[The request] Arrange every line of the material below as a numbered list, skipping blank lines and leaving out the pictures.

(Position identification records)
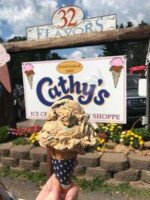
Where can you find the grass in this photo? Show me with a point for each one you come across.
(95, 185)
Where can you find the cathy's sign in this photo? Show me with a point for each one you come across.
(69, 21)
(98, 84)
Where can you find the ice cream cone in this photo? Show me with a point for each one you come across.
(30, 80)
(115, 76)
(28, 70)
(4, 77)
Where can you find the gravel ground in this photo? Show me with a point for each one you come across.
(28, 191)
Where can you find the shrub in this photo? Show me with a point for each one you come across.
(143, 132)
(112, 131)
(3, 134)
(131, 139)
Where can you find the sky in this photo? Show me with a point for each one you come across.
(17, 15)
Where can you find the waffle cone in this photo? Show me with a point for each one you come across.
(63, 155)
(115, 76)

[Finished exercise]
1. Where can you find the grass in this photo? Show me with a point for each one you come across.
2. (95, 185)
3. Where can you find the cathy's sign in this photo? Show me with a point for each one you come across.
4. (69, 21)
5. (98, 84)
6. Where can you find the ice cream cone in this photo? Show me with a point for each one you come across.
7. (30, 80)
8. (115, 76)
9. (28, 70)
10. (4, 77)
11. Where can you find the gravel ground in this photo? Show me with a point for each one you come across.
12. (28, 191)
13. Where can you find the shrub in this photo? Show me with a point for each one you come across.
14. (143, 132)
15. (112, 131)
16. (3, 134)
17. (131, 139)
18. Where can you find the sky in this photo? Show me with a point for each one you come across.
19. (17, 15)
20. Where can you find the waffle cone in this photo? Show me with a point for each one you come across.
21. (63, 155)
22. (115, 76)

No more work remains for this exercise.